* Work instruction 1
Translate the following sentence from the runtime trace page into French: "That fallback rate is significantly higher than expected (the system targets <2%)."
* Work instruction 2
Using the runtime trace page, explain in one to three sentences why the fallback rate for this case counts as a material finding.
* Work instruction 3
Reproduce the stretch of the runtime trace page from "Field Value" through "no clinical content.", changing "aggregate numbers" to "summary figures".

[Opening Text segment section]

Skip to content

Runtime Trace Example — Case 147f70ac…

This page documents one real production case end-to-end as captured by Langfuse, annotated for migration cost modelling. It is the empirical floor that the sequence diagrams describe abstractly.

Status: ✅ Populated 2026-04-29 from a complete Langfuse pull (all 78 LLM observations captured for this case).


Case summary

Field Value
Case ID 147f70ac-fa12-4a03-9eca-1a87ca801ccc
Patient tenant tenant-apollo-001
App URL https://app.curaway.ai/app/case/147f70ac-fa12-4a03-9eca-1a87ca801ccc
First LLM call 2026-04-26 10:07:26 UTC
Last LLM call 2026-04-26 10:32:57 UTC
Wall-clock (LLM activity) 25 min 30 sec
Total LLM observations 78
Patient chat turns 12
Total LLM cost $0.1188
Total tokens (in / out) 136,972 / 6,575
Models used Claude Haiku 4.5 (59 calls) + GPT-4o-mini fallback (19 calls)

The patient was on tenant-apollo-001. PHI is in the trace bodies; this page only contains aggregate numbers and agent names — no clinical content.


Material finding — fallback fired on 24% of calls

Curaway's design uses Claude Haiku 4.5 as the primary LLM with GPT-4o-mini as the deterministic fallback (per app/services/llm_gateway.py). For this case, 19 of 78 calls (24%) hit the fallback.

Model                            Calls   % of total
─────────────────────────────────────────────────────
claude-haiku-4-5-20251001           59      75.6%
gpt-4o-mini-2024-07-18              19      24.4%

That fallback rate is significantly higher than expected (the system targets <2%). Two known root causes from the work queue / memories that produce this pattern:

  1. Anthropic credit exhaustion — Session 64 documented this exact mode; the failure is silent and only surfaces when LLM quality degrades. (feedback_anthropic_credits_alert.md)

[Closing Text segment section]
[Opening Data provided section]

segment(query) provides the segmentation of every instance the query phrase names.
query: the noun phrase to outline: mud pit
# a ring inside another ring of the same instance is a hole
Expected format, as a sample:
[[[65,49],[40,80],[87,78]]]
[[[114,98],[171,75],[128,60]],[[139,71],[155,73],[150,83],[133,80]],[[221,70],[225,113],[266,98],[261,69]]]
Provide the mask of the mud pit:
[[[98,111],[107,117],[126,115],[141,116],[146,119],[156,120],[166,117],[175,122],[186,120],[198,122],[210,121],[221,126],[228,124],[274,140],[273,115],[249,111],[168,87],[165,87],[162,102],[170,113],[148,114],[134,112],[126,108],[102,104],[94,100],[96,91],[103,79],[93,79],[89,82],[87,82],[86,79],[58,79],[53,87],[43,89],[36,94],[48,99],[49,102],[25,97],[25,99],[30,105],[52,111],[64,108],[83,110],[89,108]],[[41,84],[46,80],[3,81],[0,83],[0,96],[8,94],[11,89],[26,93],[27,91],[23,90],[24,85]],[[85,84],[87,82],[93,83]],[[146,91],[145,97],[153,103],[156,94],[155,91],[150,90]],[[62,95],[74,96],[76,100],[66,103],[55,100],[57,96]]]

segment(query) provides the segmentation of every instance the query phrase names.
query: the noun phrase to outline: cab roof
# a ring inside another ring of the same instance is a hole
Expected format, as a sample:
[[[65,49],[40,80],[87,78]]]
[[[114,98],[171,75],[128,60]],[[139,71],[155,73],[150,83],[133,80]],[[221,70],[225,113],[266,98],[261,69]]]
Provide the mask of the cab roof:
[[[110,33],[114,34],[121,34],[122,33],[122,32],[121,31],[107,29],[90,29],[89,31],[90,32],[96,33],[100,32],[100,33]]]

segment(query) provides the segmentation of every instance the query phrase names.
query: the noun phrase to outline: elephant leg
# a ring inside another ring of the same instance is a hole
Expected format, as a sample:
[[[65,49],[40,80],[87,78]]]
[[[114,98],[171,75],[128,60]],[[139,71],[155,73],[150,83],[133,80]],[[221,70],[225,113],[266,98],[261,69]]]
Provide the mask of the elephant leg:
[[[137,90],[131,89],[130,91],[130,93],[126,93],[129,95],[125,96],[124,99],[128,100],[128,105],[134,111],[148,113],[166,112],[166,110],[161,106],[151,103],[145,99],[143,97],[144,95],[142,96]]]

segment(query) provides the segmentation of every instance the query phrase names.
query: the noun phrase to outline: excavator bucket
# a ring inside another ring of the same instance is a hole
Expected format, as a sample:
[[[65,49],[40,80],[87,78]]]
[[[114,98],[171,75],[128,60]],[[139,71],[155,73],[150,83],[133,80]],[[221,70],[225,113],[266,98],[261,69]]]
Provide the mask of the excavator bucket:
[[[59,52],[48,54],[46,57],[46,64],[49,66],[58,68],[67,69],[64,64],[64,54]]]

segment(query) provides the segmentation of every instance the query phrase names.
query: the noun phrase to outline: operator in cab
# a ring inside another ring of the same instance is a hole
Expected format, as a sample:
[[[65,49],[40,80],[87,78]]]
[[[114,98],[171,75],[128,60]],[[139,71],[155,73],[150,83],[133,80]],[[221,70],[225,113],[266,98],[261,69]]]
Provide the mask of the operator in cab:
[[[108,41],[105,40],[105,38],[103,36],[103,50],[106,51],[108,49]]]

[Closing Data provided section]

* Output 1
Ce taux de repli est nettement plus élevé que prévu (le système vise moins de 2 %).

* Output 2
In this case, 24 percent of calls went to the GPT-4o-mini fallback. That rate is significantly higher than expected, because the system targets a fallback rate below 2 percent, with Claude Haiku 4.5 as the primary model.

* Output 3
Field Value
Case ID 147f70ac-fa12-4a03-9eca-1a87ca801ccc
Patient tenant tenant-apollo-001
App URL https://app.curaway.ai/app/case/147f70ac-fa12-4a03-9eca-1a87ca801ccc
First LLM call 2026-04-26 10:07:26 UTC
Last LLM call 2026-04-26 10:32:57 UTC
Wall-clock (LLM activity) 25 min 30 sec
Total LLM observations 78
Patient chat turns 12
Total LLM cost $0.1188
Total tokens (in / out) 136,972 / 6,575
Models used Claude Haiku 4.5 (59 calls) + GPT-4o-mini fallback (19 calls)

The patient was on tenant-apollo-001. PHI is in the trace bodies; this page only contains summary figures and agent names — no clinical content.